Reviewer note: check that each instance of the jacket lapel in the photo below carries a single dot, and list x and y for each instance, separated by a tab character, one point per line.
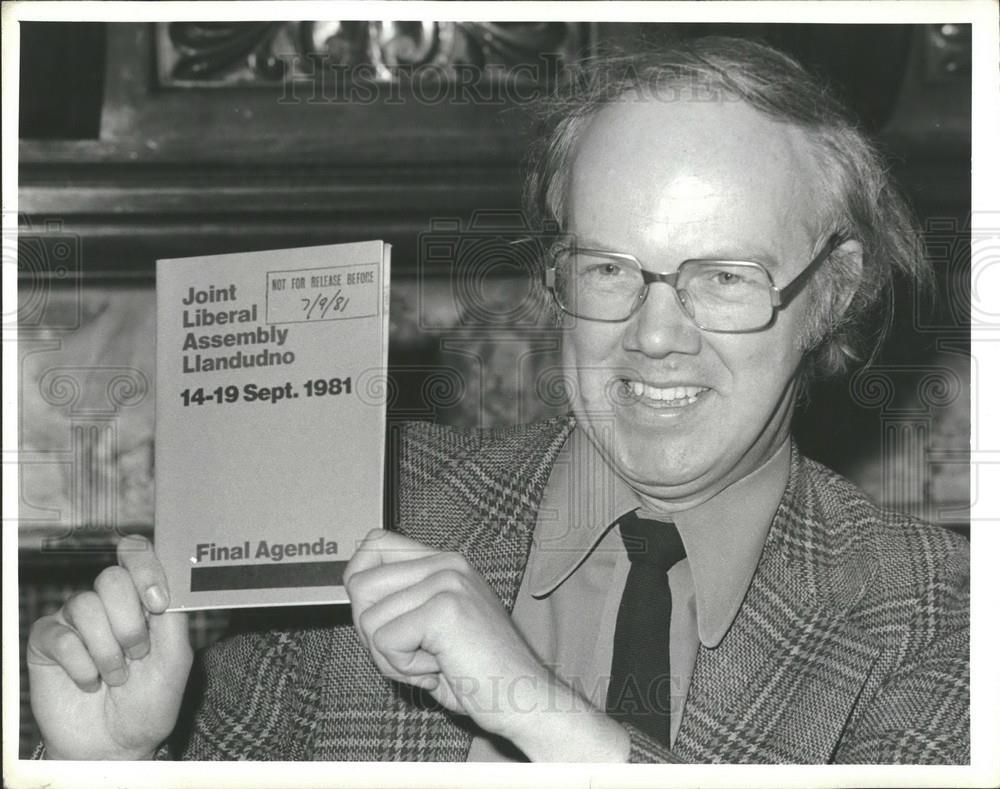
783	682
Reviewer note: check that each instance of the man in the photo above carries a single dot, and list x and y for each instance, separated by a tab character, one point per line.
726	232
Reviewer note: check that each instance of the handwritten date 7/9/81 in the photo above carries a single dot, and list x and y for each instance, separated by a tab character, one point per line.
254	393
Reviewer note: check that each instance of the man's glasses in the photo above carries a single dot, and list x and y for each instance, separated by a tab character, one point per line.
731	296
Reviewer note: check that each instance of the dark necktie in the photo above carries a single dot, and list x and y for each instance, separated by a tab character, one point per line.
639	687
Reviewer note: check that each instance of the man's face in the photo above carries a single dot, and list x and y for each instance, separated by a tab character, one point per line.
668	182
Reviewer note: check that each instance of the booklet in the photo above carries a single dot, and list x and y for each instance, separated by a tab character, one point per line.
270	421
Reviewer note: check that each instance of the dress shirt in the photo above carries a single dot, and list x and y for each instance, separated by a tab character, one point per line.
568	603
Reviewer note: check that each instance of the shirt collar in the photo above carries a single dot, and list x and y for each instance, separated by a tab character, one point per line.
723	537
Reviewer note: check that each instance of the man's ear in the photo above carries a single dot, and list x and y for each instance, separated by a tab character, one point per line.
849	259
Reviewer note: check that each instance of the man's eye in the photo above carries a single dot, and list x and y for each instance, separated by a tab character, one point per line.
603	270
728	278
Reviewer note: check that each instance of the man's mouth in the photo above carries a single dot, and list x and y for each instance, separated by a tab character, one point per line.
665	396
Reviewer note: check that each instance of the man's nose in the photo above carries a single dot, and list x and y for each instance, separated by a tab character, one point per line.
661	326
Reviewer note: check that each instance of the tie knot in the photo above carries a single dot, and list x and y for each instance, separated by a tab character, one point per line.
651	541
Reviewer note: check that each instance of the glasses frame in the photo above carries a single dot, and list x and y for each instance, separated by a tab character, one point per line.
780	297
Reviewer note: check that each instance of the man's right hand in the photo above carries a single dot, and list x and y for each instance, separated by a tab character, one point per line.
108	669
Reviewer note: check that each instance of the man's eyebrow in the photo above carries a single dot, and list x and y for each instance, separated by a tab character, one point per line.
749	252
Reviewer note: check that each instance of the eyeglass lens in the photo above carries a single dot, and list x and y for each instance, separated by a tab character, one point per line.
717	295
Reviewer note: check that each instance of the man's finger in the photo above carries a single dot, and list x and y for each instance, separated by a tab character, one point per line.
384	547
52	643
400	641
370	585
405	597
135	554
124	610
85	614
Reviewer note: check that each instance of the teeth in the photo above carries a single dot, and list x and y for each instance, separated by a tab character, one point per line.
672	394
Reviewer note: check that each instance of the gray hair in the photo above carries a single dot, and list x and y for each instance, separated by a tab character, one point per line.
864	203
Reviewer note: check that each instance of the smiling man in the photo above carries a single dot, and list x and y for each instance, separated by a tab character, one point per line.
660	576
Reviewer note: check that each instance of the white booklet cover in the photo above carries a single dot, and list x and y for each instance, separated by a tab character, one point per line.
270	421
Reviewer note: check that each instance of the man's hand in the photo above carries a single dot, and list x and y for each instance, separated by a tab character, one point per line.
430	620
108	669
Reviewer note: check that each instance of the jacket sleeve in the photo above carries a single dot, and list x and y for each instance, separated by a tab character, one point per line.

▶ **TASK DESCRIPTION**: Without the pictures, repeat the listing exactly as it reads.

▶ **PROBLEM SOLUTION**:
Reviewer note: check that each instance of the jacket lapel in the photo below carries a single dot, and list x and y for each instance, separated by a tab character, one point per line.
783	682
Reviewer note: check that each instance of the man in the photo above carries a single dot, and list x and y for each instance, separated by a tab character, one point per line.
726	232
Reviewer note: check that each instance of the handwritten date 7/9/81 in the photo above carries a single dot, and list x and y for each instance, separated by a tab character, one point per line.
254	393
Reviewer note: check that each instance of the man's glasses in the photo above carries a single dot, and list x and y for each instance, separated by a tab character, one point per line.
731	296
Reviewer note: check that each instance of the dark necktie in the photo above carries a single dot, and list x and y for each instance, separated by a tab character, one point per line.
639	687
Reviewer note: check that each instance of the man's face in the photo above carries a single dot, and list x and y for each instance, separated by a tab character, one point per line.
668	182
Reviewer note: check that each instance of the booklet in the photo above carries a single dot, and list x and y for each instance, separated by a tab character, one point per line.
270	421
Reviewer note: check that each instance of the dress shirt in the photo above carries a single dot, and list x and y for each instance, separated by a tab character, one point per line.
568	603
Reviewer note: check that each instance of the shirt collar in the photo above carries a single dot, and list x and y for each instance, separated by a tab character, one point per line.
723	537
Reviewer note: check that each instance of the man's ear in the photo above carries a single dot, and list x and y for each instance, separated by a tab character, one point per line.
849	259
Reviewer note: check that each instance of the man's eye in the photo above carries a single dot, and list x and y for each instance, separated by a tab character, one point per line.
603	270
728	278
Reviewer note: check that each instance of the man's mouth in the photo above carries a single dot, and list x and y for each instance, separated by a tab character, one point per line.
665	396
Reviewer note: check that each instance of the man's nose in the photo above carries a single dot, and list x and y for each instance, separated by a tab character, one point per line.
661	326
Reviewer note: check that each instance of the tie knot in the photo above carries a single dot, and list x and y for each instance, separated by a tab character, one point per line.
651	541
Reviewer note: check that each instance of the glasses frame in the photo above carries a single dot, and list x and y for each instance, separated by a tab character, one point per line.
780	297
Reviewer note: check that each instance of the man's right hand in the photo above carries a single dot, and list x and y for each instance, separated by a tab character, one point per line.
108	669
Reviewer note: check that each instance of the man's eyebrow in the photo above carries a single dot, and list x and y for each instance, separated by a tab character, one point per line.
749	252
Reviewer note: check that each instance of the eyeglass lens in the photo above carries a single dot, and list x and y for each instance, separated by a tab character, one point per line.
717	295
Reviewer note: check that each instance of the man's finger in the photo above carries a single dot, and list x and y for each instance, separated by a tab character, one point per line.
384	547
52	643
400	641
370	585
405	597
135	554
124	610
85	614
Reviewer note: check that each instance of the teeth in the photo above carries a single dot, and list x and y for each instance, separated by a tab character, one point per line.
672	394
Reviewer note: check that each instance of the gray hair in the photo above carries a single dot, and list x and y for each instance, separated by a tab character, one point per line.
864	203
Reviewer note: check that each instance of the smiling man in the photo above carries a single dot, and list x and y for each instance, separated by a tab character, one point per line.
660	576
Reviewer note: check that each instance of the white booklet cover in the photo above carries a single dot, and list x and y for each instance, separated by a tab character, one point per line.
270	421
Reviewer note: check that each instance of the man's hand in the photo above carries a single dot, and list x and y for each instance, separated by a tab character, one point per line.
430	620
108	669
Reviewer note: check that each instance of the jacket sleeve in the photo above carries a single dot, and list x and y for each instance, separated by a tab character, one point per line.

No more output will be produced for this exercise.